Begin

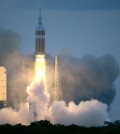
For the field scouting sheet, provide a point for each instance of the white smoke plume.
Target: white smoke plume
(87, 113)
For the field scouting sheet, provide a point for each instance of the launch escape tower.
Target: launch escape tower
(3, 87)
(58, 95)
(40, 37)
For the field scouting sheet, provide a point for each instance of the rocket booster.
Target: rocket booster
(40, 38)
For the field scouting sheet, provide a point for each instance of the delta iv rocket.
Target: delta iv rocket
(40, 38)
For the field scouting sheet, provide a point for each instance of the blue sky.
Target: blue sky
(75, 27)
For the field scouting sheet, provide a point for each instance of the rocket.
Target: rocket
(40, 38)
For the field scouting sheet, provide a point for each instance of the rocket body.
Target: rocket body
(40, 38)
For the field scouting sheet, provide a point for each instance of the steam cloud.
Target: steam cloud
(87, 84)
(87, 113)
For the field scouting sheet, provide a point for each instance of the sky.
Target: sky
(73, 27)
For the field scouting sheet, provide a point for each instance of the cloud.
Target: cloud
(87, 77)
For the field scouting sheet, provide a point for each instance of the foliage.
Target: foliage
(45, 127)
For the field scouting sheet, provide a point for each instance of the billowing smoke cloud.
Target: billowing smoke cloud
(87, 113)
(19, 66)
(87, 77)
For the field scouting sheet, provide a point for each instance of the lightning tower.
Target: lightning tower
(58, 95)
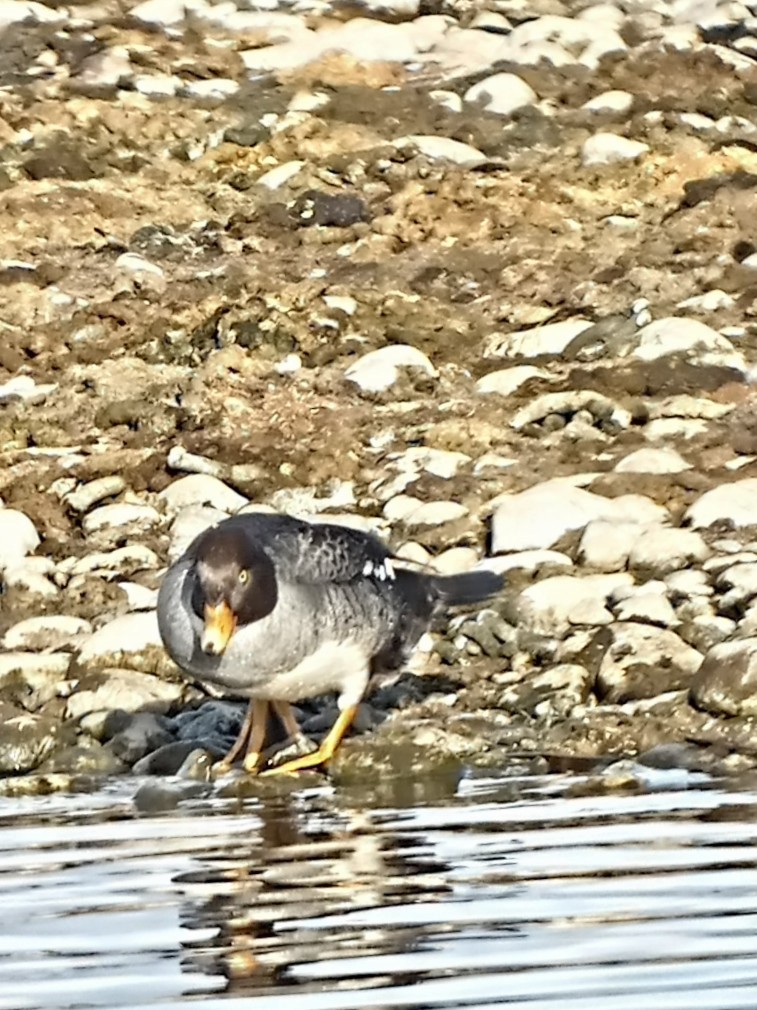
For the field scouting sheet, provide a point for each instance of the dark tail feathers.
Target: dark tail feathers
(466, 588)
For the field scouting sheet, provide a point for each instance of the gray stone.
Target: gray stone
(555, 604)
(727, 681)
(502, 93)
(380, 370)
(48, 633)
(659, 550)
(125, 690)
(610, 148)
(201, 489)
(18, 536)
(736, 503)
(652, 461)
(643, 662)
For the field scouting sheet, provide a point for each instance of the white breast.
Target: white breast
(342, 667)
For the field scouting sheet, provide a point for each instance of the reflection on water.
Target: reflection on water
(509, 893)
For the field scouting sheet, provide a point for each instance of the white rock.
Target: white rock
(647, 608)
(201, 489)
(18, 536)
(120, 514)
(607, 543)
(218, 87)
(121, 637)
(658, 550)
(541, 515)
(455, 560)
(678, 335)
(123, 561)
(189, 523)
(443, 148)
(669, 661)
(164, 13)
(15, 11)
(529, 561)
(568, 403)
(25, 389)
(554, 604)
(507, 381)
(502, 93)
(379, 370)
(447, 99)
(610, 101)
(736, 503)
(652, 461)
(281, 175)
(48, 632)
(551, 338)
(33, 663)
(610, 148)
(439, 462)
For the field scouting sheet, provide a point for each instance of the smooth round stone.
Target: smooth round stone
(163, 13)
(49, 632)
(652, 461)
(455, 560)
(18, 536)
(674, 334)
(201, 489)
(281, 175)
(129, 633)
(736, 503)
(380, 370)
(551, 339)
(119, 514)
(443, 148)
(610, 148)
(506, 381)
(610, 101)
(502, 93)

End

■ **SET TASK**: Copy out all of the material above word for word, leaving the pictures out of your copy.

■ **RESULT FOR THIS EXERCISE**:
For the field scouting sheet, provide a point for each instance of the white smoke plume.
Target: white smoke plume
(87, 113)
For the field scouting sheet, provide a point for each instance of the launch escape tower.
Target: launch escape tower
(3, 87)
(58, 95)
(40, 37)
For the field scouting sheet, provide a point for each instance of the rocket booster.
Target: rocket booster
(40, 38)
For the field scouting sheet, provide a point for each instance of the delta iv rocket.
Target: delta iv rocket
(40, 38)
For the field scouting sheet, provide a point for each instance of the blue sky.
Target: blue sky
(75, 27)
For the field scouting sheet, provide a point for each instance of the rocket.
Target: rocket
(40, 38)
For the field scouting sheet, provide a point for each instance of the rocket body.
Target: rocket body
(40, 38)
For the field scouting sheet, provide a point for each instance of the steam cloud.
Target: steam cloud
(87, 84)
(87, 113)
For the field scouting sheet, provide a point for each instance of the sky.
Target: sky
(73, 27)
For the field scouting sheet, provide a point for each instance of the cloud.
Target: cloud
(87, 77)
For the field scouting sheet, provide a point for each instance of the foliage.
Target: foliage
(45, 127)
For the field scouting sheet, provide a point for each instance of the billowing smoke cloud.
Target: billowing smoke cloud
(87, 113)
(19, 66)
(87, 77)
For the field scouting sheet, provide a point for each instance of the lightning tower.
Target: lightning tower
(58, 95)
For the field scouting sheet, provide a point for each instance of the dark tail feathers.
Target: dark tail feathers
(466, 588)
For the field scouting sheet, provide a point for each instance of the gray stone.
Target: gray stone
(555, 604)
(727, 681)
(502, 93)
(380, 370)
(48, 633)
(659, 550)
(125, 690)
(610, 148)
(201, 489)
(18, 536)
(736, 503)
(652, 461)
(643, 662)
For the field scouting sheet, provide a point for each instance of the white breast.
Target: white breast
(342, 667)
For the field scouting sheet, provide a point for each instance of the reflection on water.
Target: reflection on water
(509, 893)
For the field scouting sheet, provide a point for each instance of the white rock.
Target: white rock
(647, 608)
(201, 489)
(18, 536)
(120, 514)
(607, 543)
(218, 87)
(121, 637)
(658, 550)
(541, 515)
(455, 560)
(678, 335)
(123, 561)
(189, 523)
(443, 148)
(669, 661)
(164, 13)
(15, 11)
(529, 561)
(568, 403)
(25, 389)
(554, 604)
(507, 381)
(502, 93)
(379, 370)
(447, 99)
(610, 101)
(736, 503)
(652, 461)
(281, 175)
(48, 632)
(551, 338)
(33, 663)
(610, 148)
(439, 462)
For the field scouting sheet, provide a point for each instance of the smooth round stone.
Target: smooth round stone
(163, 13)
(49, 632)
(652, 461)
(455, 560)
(18, 536)
(674, 334)
(201, 489)
(281, 175)
(129, 633)
(736, 503)
(380, 370)
(551, 339)
(119, 514)
(443, 148)
(610, 148)
(506, 381)
(610, 101)
(502, 93)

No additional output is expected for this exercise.